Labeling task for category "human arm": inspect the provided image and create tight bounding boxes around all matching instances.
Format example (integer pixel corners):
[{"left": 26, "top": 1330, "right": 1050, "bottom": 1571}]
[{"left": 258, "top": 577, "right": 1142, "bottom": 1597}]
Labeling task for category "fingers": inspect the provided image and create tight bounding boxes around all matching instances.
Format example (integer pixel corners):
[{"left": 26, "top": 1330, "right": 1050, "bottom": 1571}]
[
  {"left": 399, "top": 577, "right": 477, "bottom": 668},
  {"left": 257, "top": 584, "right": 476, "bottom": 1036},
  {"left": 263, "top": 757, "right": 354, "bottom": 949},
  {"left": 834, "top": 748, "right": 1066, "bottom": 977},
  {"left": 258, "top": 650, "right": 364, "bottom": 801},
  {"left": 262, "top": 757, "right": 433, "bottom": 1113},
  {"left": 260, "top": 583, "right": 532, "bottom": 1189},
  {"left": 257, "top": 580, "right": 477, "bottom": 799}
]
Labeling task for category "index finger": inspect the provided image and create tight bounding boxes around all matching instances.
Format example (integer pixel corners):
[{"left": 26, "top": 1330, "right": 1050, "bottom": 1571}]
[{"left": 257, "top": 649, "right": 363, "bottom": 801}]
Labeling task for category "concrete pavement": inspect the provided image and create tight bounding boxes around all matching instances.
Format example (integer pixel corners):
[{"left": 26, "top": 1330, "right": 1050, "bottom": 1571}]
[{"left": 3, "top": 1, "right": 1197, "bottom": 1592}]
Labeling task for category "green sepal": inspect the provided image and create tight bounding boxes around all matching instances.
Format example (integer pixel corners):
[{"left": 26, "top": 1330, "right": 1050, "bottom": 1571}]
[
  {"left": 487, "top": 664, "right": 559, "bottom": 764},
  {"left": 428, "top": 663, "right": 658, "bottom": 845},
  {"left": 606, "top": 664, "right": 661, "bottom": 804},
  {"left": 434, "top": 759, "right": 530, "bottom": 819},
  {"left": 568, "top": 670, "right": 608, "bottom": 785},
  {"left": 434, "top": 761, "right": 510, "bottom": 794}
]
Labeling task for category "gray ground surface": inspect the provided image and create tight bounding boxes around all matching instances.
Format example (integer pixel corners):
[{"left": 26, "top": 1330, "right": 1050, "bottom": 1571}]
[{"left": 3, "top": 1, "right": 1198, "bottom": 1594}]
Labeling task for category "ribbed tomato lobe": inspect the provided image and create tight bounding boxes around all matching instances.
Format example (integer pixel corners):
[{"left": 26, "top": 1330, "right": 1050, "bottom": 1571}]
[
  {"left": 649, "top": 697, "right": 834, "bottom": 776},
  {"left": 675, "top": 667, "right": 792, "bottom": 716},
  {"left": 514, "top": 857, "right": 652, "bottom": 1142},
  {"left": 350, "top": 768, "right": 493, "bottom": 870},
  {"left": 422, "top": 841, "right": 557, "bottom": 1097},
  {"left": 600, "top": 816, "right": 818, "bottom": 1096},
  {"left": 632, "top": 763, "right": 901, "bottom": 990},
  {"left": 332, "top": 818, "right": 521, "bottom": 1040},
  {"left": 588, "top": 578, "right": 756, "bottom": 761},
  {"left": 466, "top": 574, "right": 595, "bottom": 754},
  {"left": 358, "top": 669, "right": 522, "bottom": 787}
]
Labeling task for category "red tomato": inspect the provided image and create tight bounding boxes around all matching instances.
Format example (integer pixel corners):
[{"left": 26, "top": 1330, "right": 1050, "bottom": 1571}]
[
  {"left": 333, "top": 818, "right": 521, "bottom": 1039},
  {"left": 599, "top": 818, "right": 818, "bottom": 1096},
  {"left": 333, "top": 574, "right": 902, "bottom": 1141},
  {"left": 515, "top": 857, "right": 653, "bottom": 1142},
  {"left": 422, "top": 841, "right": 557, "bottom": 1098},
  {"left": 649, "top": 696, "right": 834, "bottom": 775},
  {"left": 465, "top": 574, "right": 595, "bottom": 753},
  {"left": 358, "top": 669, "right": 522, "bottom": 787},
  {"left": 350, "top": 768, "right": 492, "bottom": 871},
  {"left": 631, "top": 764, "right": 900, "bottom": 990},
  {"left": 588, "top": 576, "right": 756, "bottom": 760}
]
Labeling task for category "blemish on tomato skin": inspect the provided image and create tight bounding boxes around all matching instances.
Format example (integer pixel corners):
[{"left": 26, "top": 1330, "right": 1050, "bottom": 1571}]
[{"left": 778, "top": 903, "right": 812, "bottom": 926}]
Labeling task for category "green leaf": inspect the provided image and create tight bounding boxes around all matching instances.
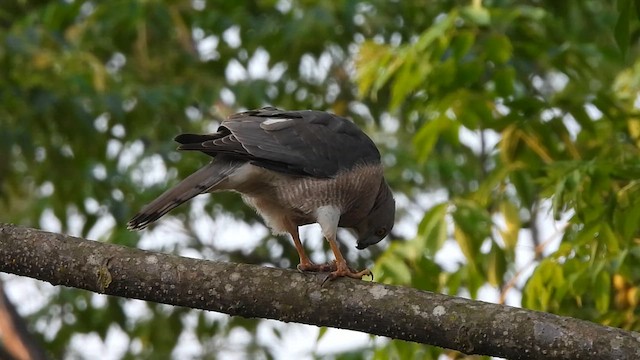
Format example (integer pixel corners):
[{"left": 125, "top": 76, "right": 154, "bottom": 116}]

==============================

**EXERCISE DIRECTIONS**. How many lines in the data contain "green"? Answer with the number alone.

**RESPONSE**. 2